Richard Scorer, an NSS vice-president and a specialist abuse lawyer at the law firm Slater and Gordon, told the inquiry: "It is absolutely outrageous that the papal nuncio seeks to hide behind diplomatic immunity to avoid giving information to the inquiry. Yet again it shows the Vatican stalling and covering up scandal and gives the lie to their claims of change."

IICSA's hearings have heard that children at St Benedict's were often subjected to sexual assaults during corporal punishment, forced to perform sexual acts and raped.

The hearings form the second part of IICSA's investigation into the English Benedictine Congregation (EBC), a Catholic monastic order. Last year the inquiry published a report on the sexual abuse of children at Ampleforth and Downside, two leading Catholic schools also run by the EBC.
══════════════════════════════
§ LIST OF TASKS
**a)** In the inquiry text, which two schools were the subject of the report published last year?
**b)** Resume the text on the abuse inquiry after its last sentence.
The lines after this text have nothing to do with it.

Contour labeling entries:
══════════════════════════════
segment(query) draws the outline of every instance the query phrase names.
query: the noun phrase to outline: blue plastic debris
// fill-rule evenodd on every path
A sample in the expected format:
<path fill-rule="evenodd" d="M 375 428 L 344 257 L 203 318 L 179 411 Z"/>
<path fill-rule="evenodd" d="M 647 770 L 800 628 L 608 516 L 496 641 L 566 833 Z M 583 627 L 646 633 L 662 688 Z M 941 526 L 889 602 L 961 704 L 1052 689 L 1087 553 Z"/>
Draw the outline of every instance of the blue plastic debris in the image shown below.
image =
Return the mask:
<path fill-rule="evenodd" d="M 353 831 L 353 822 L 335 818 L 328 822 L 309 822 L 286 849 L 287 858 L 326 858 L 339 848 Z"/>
══════════════════════════════
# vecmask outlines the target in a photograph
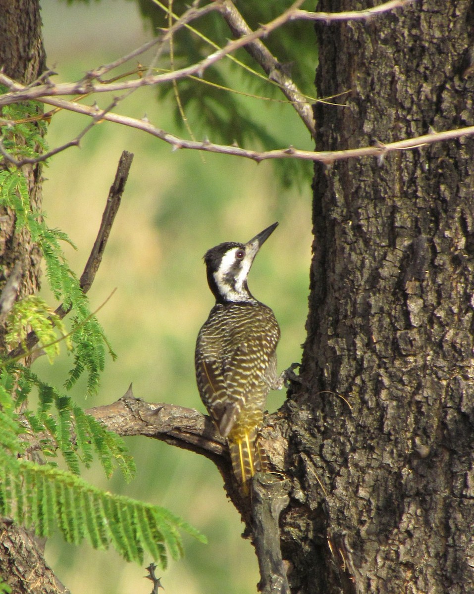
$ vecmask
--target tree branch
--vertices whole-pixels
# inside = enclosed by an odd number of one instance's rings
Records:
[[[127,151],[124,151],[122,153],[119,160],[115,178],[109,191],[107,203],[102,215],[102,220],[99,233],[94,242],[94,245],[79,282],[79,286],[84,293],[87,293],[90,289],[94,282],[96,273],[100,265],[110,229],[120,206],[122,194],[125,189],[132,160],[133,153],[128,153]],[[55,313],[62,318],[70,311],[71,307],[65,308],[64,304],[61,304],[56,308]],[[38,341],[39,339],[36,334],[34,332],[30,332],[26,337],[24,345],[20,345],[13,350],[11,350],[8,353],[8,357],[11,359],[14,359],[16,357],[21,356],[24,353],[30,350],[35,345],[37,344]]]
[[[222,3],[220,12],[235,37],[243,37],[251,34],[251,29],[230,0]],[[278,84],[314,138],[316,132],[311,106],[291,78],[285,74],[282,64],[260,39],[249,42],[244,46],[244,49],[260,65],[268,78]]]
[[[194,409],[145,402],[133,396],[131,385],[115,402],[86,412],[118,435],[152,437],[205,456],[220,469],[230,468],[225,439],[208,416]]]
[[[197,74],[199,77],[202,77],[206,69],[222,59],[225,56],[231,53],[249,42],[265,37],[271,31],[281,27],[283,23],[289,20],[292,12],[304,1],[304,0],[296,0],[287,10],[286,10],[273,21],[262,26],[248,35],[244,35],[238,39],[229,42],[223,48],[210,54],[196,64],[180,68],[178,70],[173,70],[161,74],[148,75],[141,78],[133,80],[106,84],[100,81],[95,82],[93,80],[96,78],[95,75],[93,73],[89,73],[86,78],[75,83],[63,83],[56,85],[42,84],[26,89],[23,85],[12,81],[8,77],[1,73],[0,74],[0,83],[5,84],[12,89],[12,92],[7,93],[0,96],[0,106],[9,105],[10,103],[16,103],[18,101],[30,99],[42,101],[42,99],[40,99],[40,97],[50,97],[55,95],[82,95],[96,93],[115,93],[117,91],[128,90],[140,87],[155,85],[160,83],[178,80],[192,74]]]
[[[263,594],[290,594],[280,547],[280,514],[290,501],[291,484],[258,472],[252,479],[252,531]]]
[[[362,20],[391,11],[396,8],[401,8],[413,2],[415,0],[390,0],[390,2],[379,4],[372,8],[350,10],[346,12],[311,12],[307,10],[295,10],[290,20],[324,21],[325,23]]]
══════════════════════════════
§ ANSWERS PROVIDED
**a)** Ampleforth and Downside.

**b)**
Several clergy have faced allegations of historical offences against boys at St Benedict's. In 2017 a priest who abused boys at St Benedict's and then fled to Kosovo in an attempt to escape justice, Andrew Soper, was convicted of 19 rapes and sexual offences.

On Monday Ruth Henke QC, speaking on behalf of Ealing Abbey Monastic Community, told the inquiry: "I offer a sincere, unreserved and profound apology to each and every survivor. For all the harm caused to survivors, we are truly, truly sorry and will never cease saying sorry."

And Christopher Jamison, abbot president of the EBC, said: "I am truly sorry for what has happened and apologise unequivocally to all those who suffered and were abused by anyone connected with our abbeys and schools."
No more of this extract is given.